_Document text_:

Mullin said the funds need to be part of a larger strategy. “A lot of people in Philadelphia think ‘economic recovery’ means ‘we have to make sure we get more money from the federal government when Biden gets in,” Mullin said.
He argued that the city can’t rely on handouts alone but needs “base businesses that make and sell stuff” if it really wants solid, sustainable job growth that will also lead to more city revenues over time. And private employers prefer to hire “in a jurisdiction that says it wants to see you grow instead of jamming its hand in your pocket.”
Cera said that Mullin and others “gave Council a master class” in how employers think and how to attract them. Is this message getting through to Council?
Council President Darrell Clarke said members have " generally supported these business-friendly actions on taxes — the gradual wage reductions [from 5% to 3.9% for residents and from 4.3% down to 3.4% for nonresidents]” and past BIRT exemptions. But the “devastating impact” of COVID-19 on the city, residents, workers and businesses will make this year’s budget harder to set, said his spokesman Joe Grace. “We need to examine every spending and revenue proposal” to settle on “a budget that is equitable and fair” for all.
The federal cash, and what to do with it, has delayed Mayor Kenney’s budget proposal for six weeks, to April 15, said spokesman Mike Dunn. “We wanted to wait and see the details of the federal stimulus package before making decisions on things like expenditures and tax rates,” Dunn said. “The questions raised by the business community are very important.” But, he added, “stimulus package is a one-time shot in the arm, not a recurring revenue stream,” so “long term concerns will also be taken into account as the budget is developed.”

[Extracted data entries]
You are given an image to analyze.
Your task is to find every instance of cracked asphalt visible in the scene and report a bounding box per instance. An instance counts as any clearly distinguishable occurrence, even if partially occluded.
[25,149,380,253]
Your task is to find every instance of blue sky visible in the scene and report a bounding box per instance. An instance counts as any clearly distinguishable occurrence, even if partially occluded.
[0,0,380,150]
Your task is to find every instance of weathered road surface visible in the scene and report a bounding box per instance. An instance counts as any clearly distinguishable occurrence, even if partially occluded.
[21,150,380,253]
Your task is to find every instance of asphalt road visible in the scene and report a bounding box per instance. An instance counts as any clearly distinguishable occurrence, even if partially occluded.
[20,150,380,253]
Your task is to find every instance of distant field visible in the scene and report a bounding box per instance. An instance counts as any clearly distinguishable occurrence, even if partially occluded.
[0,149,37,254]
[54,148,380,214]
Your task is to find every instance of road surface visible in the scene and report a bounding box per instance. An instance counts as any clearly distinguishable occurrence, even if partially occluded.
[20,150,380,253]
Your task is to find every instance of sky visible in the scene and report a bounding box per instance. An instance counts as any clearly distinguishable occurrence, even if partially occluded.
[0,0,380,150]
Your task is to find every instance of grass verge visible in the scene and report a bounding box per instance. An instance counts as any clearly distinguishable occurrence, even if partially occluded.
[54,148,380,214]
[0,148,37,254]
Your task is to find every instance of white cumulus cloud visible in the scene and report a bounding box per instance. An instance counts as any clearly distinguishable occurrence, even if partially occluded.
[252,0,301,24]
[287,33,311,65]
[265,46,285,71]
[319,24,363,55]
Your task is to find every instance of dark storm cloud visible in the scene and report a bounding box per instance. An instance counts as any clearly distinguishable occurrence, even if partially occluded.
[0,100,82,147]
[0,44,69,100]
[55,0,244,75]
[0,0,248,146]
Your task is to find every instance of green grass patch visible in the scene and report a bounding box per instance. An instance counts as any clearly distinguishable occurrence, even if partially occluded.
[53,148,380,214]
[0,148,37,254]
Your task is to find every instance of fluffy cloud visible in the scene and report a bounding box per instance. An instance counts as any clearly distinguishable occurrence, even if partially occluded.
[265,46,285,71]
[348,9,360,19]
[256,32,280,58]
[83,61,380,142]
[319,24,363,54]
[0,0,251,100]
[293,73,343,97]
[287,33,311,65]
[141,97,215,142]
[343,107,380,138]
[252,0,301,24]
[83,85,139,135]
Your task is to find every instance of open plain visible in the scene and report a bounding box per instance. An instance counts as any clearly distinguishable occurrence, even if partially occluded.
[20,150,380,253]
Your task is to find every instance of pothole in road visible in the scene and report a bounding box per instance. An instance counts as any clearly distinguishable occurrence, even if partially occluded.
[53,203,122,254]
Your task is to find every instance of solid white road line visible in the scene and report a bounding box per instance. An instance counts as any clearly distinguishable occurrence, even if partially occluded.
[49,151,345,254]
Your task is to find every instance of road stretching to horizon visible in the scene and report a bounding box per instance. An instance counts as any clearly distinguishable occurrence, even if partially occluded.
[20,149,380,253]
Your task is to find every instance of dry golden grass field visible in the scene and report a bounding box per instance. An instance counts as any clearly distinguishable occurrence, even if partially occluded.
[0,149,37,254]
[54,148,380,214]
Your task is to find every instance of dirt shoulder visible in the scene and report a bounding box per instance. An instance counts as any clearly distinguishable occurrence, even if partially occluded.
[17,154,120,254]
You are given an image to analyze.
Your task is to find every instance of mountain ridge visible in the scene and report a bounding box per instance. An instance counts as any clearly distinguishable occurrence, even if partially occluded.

_Work order 1_: In the text on Philadelphia's budget, how long has Mayor Kenney's budget proposal been delayed, and to what date?
_Work order 2_:
Please say whether each statement agrees with the text on Philadelphia's budget, answering yes or no and quoting the words that decide it.
(a) Joe Grace is a spokesman for Council President Darrell Clarke.
(b) Mullin argued that the city can rely on handouts alone.
(c) Dunn described the stimulus package as a recurring revenue stream.

_Worked solution 1_: Six weeks, to April 15.

_Worked solution 2_:
(a) Yes: "said his spokesman Joe Grace"
(b) No: "the city can’t rely on handouts alone"
(c) No: "stimulus package is a one-time shot in the arm, not a recurring revenue stream"